## [DIRECTIONS]
Go line by line through the entries and show those that hold the string "bark".

## [GIVEN INFORMATION]
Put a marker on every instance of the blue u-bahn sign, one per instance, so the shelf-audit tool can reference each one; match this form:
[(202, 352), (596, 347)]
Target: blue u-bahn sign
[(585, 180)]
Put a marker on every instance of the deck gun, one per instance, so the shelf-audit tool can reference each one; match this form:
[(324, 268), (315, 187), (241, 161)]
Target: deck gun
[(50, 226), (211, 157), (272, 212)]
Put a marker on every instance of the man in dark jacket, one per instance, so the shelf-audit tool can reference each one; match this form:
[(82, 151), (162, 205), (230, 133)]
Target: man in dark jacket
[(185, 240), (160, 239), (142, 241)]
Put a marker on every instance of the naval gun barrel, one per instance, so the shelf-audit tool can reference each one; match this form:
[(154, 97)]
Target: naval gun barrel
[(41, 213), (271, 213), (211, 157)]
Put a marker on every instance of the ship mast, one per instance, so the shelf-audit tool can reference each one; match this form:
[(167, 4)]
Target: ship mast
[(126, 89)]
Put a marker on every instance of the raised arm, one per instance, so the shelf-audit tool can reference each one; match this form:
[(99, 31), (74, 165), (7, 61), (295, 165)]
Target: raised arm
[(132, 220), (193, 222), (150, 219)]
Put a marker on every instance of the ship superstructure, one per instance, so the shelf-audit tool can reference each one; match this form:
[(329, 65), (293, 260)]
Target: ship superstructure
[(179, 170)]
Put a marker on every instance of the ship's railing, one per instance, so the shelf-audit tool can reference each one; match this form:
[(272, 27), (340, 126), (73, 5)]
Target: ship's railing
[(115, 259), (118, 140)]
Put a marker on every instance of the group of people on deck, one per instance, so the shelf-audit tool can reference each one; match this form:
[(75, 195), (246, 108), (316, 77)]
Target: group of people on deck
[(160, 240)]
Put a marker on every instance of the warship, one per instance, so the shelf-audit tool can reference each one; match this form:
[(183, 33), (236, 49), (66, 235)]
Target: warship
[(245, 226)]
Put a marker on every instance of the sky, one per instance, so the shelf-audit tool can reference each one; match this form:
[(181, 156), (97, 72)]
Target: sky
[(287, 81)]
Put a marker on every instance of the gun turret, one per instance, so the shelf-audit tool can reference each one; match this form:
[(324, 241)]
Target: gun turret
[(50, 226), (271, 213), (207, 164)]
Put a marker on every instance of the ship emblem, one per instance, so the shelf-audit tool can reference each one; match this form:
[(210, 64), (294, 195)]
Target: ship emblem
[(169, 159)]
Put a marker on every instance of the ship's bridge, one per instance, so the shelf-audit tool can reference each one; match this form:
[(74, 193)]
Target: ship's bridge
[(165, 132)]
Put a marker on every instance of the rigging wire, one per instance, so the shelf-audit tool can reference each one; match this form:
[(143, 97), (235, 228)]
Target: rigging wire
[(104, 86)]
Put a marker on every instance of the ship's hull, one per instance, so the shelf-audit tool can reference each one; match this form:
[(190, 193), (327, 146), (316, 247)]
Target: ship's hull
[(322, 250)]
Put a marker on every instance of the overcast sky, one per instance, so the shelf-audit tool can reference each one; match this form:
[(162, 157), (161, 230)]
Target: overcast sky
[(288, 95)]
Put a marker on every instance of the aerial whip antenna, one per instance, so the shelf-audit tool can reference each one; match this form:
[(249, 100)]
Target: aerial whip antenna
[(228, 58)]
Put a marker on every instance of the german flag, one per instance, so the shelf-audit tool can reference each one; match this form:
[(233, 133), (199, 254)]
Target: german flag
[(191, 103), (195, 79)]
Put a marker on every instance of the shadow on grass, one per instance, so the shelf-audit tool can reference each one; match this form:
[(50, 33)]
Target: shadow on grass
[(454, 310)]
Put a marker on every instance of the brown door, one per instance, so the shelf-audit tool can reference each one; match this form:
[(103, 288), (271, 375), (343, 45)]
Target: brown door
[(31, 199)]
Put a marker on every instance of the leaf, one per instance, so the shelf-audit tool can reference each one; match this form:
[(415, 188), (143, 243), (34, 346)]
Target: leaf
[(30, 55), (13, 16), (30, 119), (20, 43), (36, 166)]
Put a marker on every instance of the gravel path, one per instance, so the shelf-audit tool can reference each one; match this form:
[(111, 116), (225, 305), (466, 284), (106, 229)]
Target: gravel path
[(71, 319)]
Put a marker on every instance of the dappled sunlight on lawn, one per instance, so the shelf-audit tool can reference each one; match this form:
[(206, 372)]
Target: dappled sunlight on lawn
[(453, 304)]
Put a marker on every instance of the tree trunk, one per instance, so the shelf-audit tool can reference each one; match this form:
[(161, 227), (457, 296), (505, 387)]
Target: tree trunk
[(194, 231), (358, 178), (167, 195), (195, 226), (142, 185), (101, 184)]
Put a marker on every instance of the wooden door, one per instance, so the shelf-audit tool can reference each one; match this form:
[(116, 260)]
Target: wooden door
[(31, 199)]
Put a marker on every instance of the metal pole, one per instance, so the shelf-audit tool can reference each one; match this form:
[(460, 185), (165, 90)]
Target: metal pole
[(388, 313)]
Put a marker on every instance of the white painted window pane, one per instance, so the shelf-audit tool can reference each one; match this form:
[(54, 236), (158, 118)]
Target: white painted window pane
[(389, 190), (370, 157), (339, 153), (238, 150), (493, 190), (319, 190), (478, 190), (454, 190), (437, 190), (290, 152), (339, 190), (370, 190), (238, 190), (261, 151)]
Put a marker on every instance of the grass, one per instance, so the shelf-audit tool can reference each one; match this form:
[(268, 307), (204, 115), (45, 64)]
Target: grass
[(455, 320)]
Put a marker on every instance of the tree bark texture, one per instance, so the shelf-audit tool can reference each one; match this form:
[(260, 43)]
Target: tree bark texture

## [WRITTEN REPLY]
Put a marker on every instance of the tree bark texture, one per instance, so the shelf-audit tool can reference each one; match this form:
Target: tree bark texture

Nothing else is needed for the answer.